**ACTIONS TO TAKE**
a - Return, word for word, the portion of the essay on the First Step Act between "This is not" and "word as president.", inclusive.
b - According to the essay on the First Step Act, how long has its writer been in federal prison, and for what kind of offense?

**SUPPLIED PASSAGE**
By Benjamin McConley 18321-014 FCI Coleman Low
When President Donald Trump signed the First Step Act into law, he didn’t just push through a piece of legislation, he cracked open the doors of a broken justice system. He gave America’s forgotten men and women a voice, a pathway, and for the first time in a generation, hope. From where I sit today inside the walls of FCC Coleman Low, I can tell you firsthand: President Trump is the only president in recent history who has done what he said he would do.
I’ve been in federal prison for six years for a non-violent white collar offense. I know what it means to be stripped of your name and replaced with a number. I know what it means to be buried under bureaucracy and ignored by the very institutions meant to offer “correction.” Fortunately, I also know what it feels like when a president remembers that you’re still human.
Let me be clear: the men I live with, the inmates I walk the compound with, Black, White, Hispanic, Asian, citizens and immigrants alike, are cheering for President Trump. The cheering is not because of rhetoric, nor for empty promises, its because of results. The First Step Act, along with the previously passed Second Chance Act are not just bills on Capital Hill: they are lifelines. They are policies that make sense, save taxpayers dollars, reunite families, and focus on outcomes, not just punishment.
The sad truth is that this bold vision has been hijacked by a sluggish, unaccountable bureaucracy. While President Trump gave us the map, it’s the local Wardens, Case Managers, Unit Team staff and now the “RM’s”- Probation Officers, who hold the keys, and far too many are ignoring the instructions given by the Trump Administration. Rather than implement the First Step Act and transition eligible inmates to home confinement or supervised release, as directed, they stall, delay, and blame other departments or their lack of “guidance”. The newest excuse is that inmates will be “waiting on the RM”, which now has the say on how much Home Confinement inmates get rather than going by the letter of the law and guidance from the newly appointed BOP Director. All this while men and women waste away behind bars long after they’ve earned their second chance at life.
This is not what President Trump intended. This is sabotage by inaction and willful obstruction by an agency that refuses to implement change.
I may be a felon, and I may be stained by my past, but I will not be silenced. I will scream, write, teach, and fight for this cause both while in prison and after my release, until someone listens. Whether the Trump Administration ever recognized me or not, I will continue to champion what he began because I believe the work that matters most is the work done in private. In here, behind the razor wire, I am not alone. Thousands of incarcerated Americans, many of them minorities, see through the political noise and recognize who undeniably kept his word as president.
Minorities should be lining up to vote for Trump and the lawmakers who will advance his agenda. This isn’t about party lines, it’s about policy that works. It isn’t a Republican or a Democrat issue, it’s about children getting their fathers back. It’s about mothers returning to their homes and families. This movement is about Americans contributing again, instead of costing the U.S. Taxpayer over $45,000 a year to sit in a cell, long after their lessons are learned. Ultimately, it’s about dignity, redemption, and common sense.

**GIVEN INFORMATION**
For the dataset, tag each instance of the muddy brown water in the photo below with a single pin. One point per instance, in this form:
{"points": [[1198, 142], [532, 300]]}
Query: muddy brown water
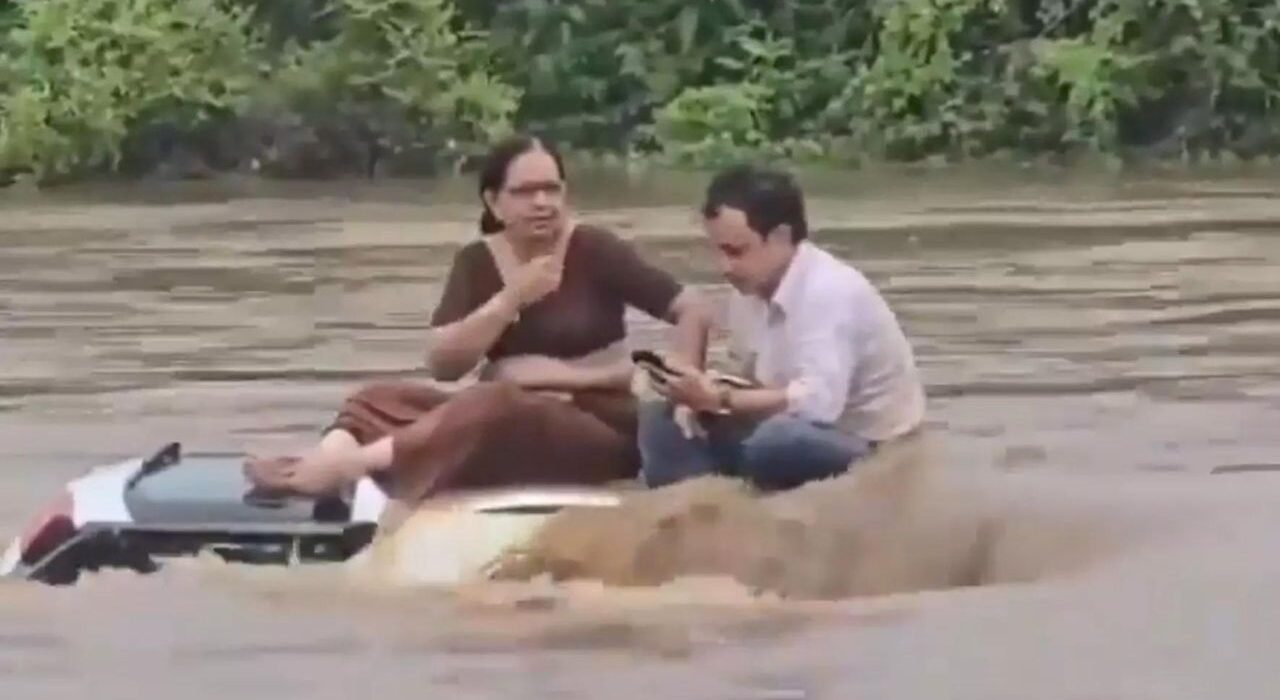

**EXERCISE SOLUTIONS**
a -
This is not what President Trump intended. This is sabotage by inaction and willful obstruction by an agency that refuses to implement change.
I may be a felon, and I may be stained by my past, but I will not be silenced. I will scream, write, teach, and fight for this cause both while in prison and after my release, until someone listens. Whether the Trump Administration ever recognized me or not, I will continue to champion what he began because I believe the work that matters most is the work done in private. In here, behind the razor wire, I am not alone. Thousands of incarcerated Americans, many of them minorities, see through the political noise and recognize who undeniably kept his word as president.

b - Six years, for a non-violent white collar offense.